⟨

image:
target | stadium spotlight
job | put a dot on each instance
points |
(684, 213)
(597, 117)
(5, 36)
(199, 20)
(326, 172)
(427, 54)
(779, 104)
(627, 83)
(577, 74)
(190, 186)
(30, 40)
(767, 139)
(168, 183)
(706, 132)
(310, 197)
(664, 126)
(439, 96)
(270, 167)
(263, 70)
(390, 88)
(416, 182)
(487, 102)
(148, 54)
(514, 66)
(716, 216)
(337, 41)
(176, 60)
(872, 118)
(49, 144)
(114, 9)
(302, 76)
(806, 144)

⟩

## EXERCISE
Copy the records above line for line, keeping every character unchanged.

## ANSWER IN FULL
image:
target | stadium spotlight
job | put a dot on each instance
points |
(684, 213)
(597, 117)
(5, 36)
(199, 20)
(326, 172)
(427, 54)
(779, 104)
(627, 83)
(577, 74)
(190, 186)
(30, 40)
(767, 139)
(168, 183)
(706, 132)
(310, 197)
(664, 126)
(439, 96)
(270, 167)
(263, 70)
(390, 88)
(416, 182)
(487, 102)
(148, 54)
(514, 66)
(716, 216)
(337, 41)
(176, 60)
(872, 118)
(49, 144)
(114, 9)
(302, 76)
(806, 144)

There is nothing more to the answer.